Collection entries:
::::::

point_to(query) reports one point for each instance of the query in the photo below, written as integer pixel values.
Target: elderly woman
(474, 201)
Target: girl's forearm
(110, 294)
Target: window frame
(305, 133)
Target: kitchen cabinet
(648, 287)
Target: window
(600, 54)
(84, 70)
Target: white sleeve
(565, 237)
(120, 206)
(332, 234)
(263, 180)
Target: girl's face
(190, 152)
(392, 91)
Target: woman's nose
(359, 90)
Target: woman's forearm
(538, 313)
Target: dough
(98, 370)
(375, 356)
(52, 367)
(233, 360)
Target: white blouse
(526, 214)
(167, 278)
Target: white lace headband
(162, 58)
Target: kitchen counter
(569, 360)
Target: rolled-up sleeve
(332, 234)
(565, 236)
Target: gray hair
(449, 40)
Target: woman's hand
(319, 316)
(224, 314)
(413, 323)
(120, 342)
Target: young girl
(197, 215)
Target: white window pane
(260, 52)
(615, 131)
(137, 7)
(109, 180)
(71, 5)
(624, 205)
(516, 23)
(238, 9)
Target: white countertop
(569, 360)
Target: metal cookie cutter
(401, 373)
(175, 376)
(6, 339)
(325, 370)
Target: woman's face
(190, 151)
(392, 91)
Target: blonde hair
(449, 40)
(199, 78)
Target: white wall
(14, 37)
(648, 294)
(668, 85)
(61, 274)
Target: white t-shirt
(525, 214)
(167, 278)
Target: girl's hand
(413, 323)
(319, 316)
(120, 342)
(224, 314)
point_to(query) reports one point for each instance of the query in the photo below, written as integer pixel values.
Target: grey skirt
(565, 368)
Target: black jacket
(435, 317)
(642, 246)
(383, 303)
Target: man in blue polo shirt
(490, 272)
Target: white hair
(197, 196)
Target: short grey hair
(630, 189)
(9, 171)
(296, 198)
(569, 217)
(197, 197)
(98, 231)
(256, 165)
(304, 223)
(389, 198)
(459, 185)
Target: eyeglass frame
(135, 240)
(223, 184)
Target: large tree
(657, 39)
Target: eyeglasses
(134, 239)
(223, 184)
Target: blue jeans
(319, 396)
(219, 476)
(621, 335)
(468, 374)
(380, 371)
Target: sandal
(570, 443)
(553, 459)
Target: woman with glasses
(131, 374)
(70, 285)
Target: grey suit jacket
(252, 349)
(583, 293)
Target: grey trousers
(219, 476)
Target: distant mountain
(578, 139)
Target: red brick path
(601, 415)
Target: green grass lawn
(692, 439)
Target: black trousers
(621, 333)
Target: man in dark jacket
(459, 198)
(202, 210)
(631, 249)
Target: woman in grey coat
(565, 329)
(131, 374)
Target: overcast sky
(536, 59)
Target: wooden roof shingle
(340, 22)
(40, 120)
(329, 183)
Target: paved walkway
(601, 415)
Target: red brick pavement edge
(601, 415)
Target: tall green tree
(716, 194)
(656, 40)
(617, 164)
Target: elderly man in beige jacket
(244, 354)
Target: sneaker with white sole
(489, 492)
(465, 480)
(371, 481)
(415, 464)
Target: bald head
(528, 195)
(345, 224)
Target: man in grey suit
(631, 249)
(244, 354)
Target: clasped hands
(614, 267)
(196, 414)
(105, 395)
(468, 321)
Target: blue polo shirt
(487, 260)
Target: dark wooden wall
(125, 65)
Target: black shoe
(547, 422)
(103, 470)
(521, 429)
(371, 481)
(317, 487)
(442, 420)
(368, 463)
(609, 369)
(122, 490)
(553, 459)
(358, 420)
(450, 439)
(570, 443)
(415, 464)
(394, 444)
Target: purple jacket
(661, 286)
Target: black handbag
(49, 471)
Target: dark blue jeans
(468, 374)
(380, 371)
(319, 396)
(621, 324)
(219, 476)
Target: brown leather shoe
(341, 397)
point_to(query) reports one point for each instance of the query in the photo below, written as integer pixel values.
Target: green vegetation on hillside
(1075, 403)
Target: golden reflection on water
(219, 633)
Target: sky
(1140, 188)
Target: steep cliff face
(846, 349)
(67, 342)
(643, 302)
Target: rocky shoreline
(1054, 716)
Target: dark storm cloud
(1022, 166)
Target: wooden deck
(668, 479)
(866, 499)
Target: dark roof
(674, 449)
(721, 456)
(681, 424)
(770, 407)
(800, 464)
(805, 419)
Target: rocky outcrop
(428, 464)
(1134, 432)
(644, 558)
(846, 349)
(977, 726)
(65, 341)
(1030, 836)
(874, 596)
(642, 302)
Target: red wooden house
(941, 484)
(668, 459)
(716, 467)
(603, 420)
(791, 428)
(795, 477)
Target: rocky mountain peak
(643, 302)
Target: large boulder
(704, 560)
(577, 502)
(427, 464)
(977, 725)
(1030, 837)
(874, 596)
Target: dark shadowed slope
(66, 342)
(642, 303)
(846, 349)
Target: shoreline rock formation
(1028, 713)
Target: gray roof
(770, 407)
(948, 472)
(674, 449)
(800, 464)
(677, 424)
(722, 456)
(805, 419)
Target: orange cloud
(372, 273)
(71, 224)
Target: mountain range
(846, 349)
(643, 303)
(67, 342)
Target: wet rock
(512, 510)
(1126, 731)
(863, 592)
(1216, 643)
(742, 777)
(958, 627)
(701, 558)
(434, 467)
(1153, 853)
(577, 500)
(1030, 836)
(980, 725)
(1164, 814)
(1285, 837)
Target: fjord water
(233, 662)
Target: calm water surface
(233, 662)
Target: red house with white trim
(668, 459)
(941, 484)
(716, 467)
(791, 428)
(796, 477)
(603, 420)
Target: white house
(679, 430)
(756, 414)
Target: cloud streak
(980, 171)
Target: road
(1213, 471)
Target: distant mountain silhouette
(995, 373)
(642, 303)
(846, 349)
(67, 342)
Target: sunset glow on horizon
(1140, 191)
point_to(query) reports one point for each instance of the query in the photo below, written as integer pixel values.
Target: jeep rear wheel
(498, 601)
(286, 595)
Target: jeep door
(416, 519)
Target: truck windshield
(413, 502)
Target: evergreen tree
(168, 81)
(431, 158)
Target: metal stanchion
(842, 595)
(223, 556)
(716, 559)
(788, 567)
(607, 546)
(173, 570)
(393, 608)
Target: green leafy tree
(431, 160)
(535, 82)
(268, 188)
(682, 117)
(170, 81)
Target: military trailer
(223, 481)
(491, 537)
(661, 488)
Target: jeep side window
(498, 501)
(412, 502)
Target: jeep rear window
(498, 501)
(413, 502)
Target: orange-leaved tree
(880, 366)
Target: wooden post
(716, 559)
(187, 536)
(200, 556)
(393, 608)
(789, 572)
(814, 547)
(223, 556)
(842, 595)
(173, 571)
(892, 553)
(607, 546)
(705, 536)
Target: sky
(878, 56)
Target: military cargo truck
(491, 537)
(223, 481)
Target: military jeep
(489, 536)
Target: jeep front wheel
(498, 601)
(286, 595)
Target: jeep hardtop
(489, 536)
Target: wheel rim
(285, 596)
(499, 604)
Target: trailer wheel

::::::

PROBLEM STATEMENT =>
Copy these entries line for line, with no changes.

EXERCISE RESPONSE =>
point_to(query) reports one point for each instance of the query in the photo below, written as integer pixel values.
Target: elderly woman
(474, 201)
Target: girl's forearm
(110, 294)
Target: window frame
(305, 133)
Target: kitchen cabinet
(648, 287)
Target: window
(600, 54)
(84, 70)
Target: white sleeve
(565, 237)
(120, 206)
(332, 234)
(263, 180)
Target: girl's face
(190, 152)
(392, 91)
Target: woman's nose
(359, 90)
Target: woman's forearm
(538, 313)
Target: dough
(98, 370)
(375, 356)
(52, 367)
(233, 360)
Target: white blouse
(526, 214)
(167, 278)
Target: white lace headband
(162, 58)
Target: kitchen counter
(569, 360)
Target: rolled-up sleeve
(332, 234)
(565, 236)
Target: gray hair
(449, 40)
Target: woman's hand
(319, 316)
(224, 314)
(413, 323)
(120, 342)
Target: young girl
(197, 215)
Target: white window pane
(260, 52)
(615, 131)
(137, 7)
(109, 180)
(71, 5)
(624, 205)
(516, 23)
(238, 9)
Target: white countertop
(569, 360)
Target: metal cookie cutter
(401, 373)
(175, 376)
(6, 339)
(325, 370)
Target: woman's face
(190, 151)
(392, 91)
Target: blonde hair
(449, 40)
(199, 78)
Target: white wall
(14, 37)
(648, 294)
(668, 85)
(61, 274)
Target: white t-shirt
(525, 214)
(167, 278)
Target: girl's hand
(413, 323)
(319, 316)
(120, 342)
(224, 314)
point_to(query) reports one point for each instance of the query in the photo below, written as integer pixel values.
Target: grey skirt
(565, 368)
Target: black jacket
(435, 317)
(642, 246)
(383, 303)
Target: man in blue polo shirt
(490, 272)
Target: white hair
(197, 196)
Target: short grey hair
(630, 189)
(9, 171)
(296, 198)
(569, 217)
(197, 197)
(98, 231)
(256, 165)
(304, 223)
(389, 198)
(459, 185)
Target: eyeglass frame
(135, 240)
(223, 184)
Target: large tree
(657, 39)
Target: eyeglasses
(134, 239)
(223, 184)
Target: blue jeans
(319, 396)
(219, 476)
(621, 335)
(468, 374)
(380, 371)
Target: sandal
(570, 443)
(553, 459)
Target: woman with glasses
(131, 374)
(70, 285)
Target: grey suit jacket
(252, 349)
(583, 293)
Target: grey trousers
(219, 476)
Target: distant mountain
(578, 139)
Target: red brick path
(601, 415)
Target: green grass lawn
(692, 439)
Target: black trousers
(621, 333)
Target: man in dark jacket
(459, 198)
(202, 210)
(631, 249)
Target: woman in grey coat
(565, 329)
(131, 374)
Target: overcast sky
(536, 59)
Target: wooden roof shingle
(340, 22)
(40, 120)
(329, 183)
Target: paved walkway
(601, 415)
Target: red brick pavement edge
(601, 415)
Target: tall green tree
(716, 194)
(656, 40)
(617, 164)
Target: elderly man in beige jacket
(244, 354)
Target: sneaker with white sole
(489, 492)
(465, 480)
(371, 481)
(415, 464)
Target: bald head
(528, 195)
(345, 224)
Target: man in grey suit
(631, 249)
(244, 354)
Target: clasped hands
(614, 267)
(196, 414)
(105, 395)
(468, 321)
Target: blue polo shirt
(487, 260)
Target: dark wooden wall
(125, 65)
Target: black shoe
(547, 422)
(103, 470)
(521, 429)
(371, 481)
(317, 487)
(442, 420)
(368, 463)
(609, 369)
(122, 490)
(553, 459)
(358, 420)
(450, 439)
(570, 443)
(415, 464)
(394, 444)
Target: purple jacket
(661, 286)
Target: black handbag
(49, 471)
Target: dark blue jeans
(468, 374)
(380, 371)
(319, 396)
(621, 324)
(219, 476)
Target: brown leather shoe
(341, 397)
point_to(query) reports one point for each instance of the query in the photo below, written as integer pixel values.
Target: green vegetation on hillside
(1075, 403)
Target: golden reflection on water
(219, 633)
Target: sky
(1140, 188)
Target: steep cliff face
(846, 349)
(67, 342)
(643, 302)
Target: rocky shoreline
(1054, 716)
Target: dark storm cloud
(1022, 166)
Target: wooden deck
(668, 479)
(866, 499)
Target: dark roof
(674, 449)
(721, 456)
(681, 424)
(770, 407)
(800, 464)
(805, 419)
Target: rocky outcrop
(428, 464)
(1134, 432)
(644, 558)
(846, 349)
(977, 726)
(65, 341)
(1030, 836)
(874, 596)
(642, 302)
Target: red wooden house
(941, 484)
(668, 459)
(716, 467)
(603, 420)
(791, 428)
(795, 477)
Target: rocky mountain peak
(643, 302)
Target: large boulder
(704, 560)
(577, 502)
(427, 464)
(977, 725)
(1030, 837)
(874, 596)
Target: dark shadowed slope
(66, 342)
(642, 303)
(846, 349)
Target: shoreline rock formation
(1028, 713)
Target: gray roof
(770, 407)
(948, 472)
(674, 449)
(800, 464)
(677, 424)
(722, 456)
(805, 419)
Target: orange cloud
(372, 273)
(71, 224)
Target: mountain range
(846, 349)
(643, 303)
(67, 342)
Target: wet rock
(512, 510)
(1126, 731)
(863, 592)
(1216, 643)
(742, 777)
(958, 627)
(701, 558)
(434, 467)
(1153, 853)
(577, 500)
(1030, 836)
(980, 725)
(1164, 814)
(1285, 837)
Target: fjord water
(233, 662)
Target: calm water surface
(233, 662)
Target: red house with white trim
(668, 459)
(941, 484)
(716, 467)
(791, 428)
(796, 477)
(603, 420)
Target: white house
(679, 430)
(756, 414)
Target: cloud streak
(980, 171)
Target: road
(1213, 471)
Target: distant mountain silhouette
(995, 373)
(642, 303)
(846, 349)
(67, 342)
Target: sunset glow on horizon
(1140, 191)
point_to(query) reports one point for each instance of the query in the photo below, written as integer pixel values.
Target: jeep rear wheel
(498, 601)
(286, 595)
Target: jeep door
(416, 519)
Target: truck windshield
(413, 502)
Target: evergreen tree
(168, 81)
(431, 158)
Target: metal stanchion
(842, 595)
(223, 556)
(716, 559)
(788, 567)
(607, 546)
(173, 570)
(393, 608)
Target: green leafy tree
(431, 160)
(535, 82)
(268, 188)
(682, 117)
(170, 81)
Target: military trailer
(223, 481)
(491, 537)
(661, 488)
Target: jeep side window
(498, 501)
(412, 502)
Target: jeep rear window
(498, 501)
(413, 502)
Target: orange-leaved tree
(880, 366)
Target: wooden post
(716, 559)
(187, 536)
(200, 556)
(393, 608)
(789, 572)
(814, 547)
(223, 556)
(842, 595)
(173, 571)
(892, 553)
(607, 546)
(705, 536)
Target: sky
(878, 56)
Target: military cargo truck
(491, 537)
(223, 481)
Target: military jeep
(489, 536)
Target: jeep front wheel
(498, 601)
(286, 595)
Target: jeep hardtop
(489, 536)
Target: wheel rim
(285, 596)
(499, 604)
Target: trailer wheel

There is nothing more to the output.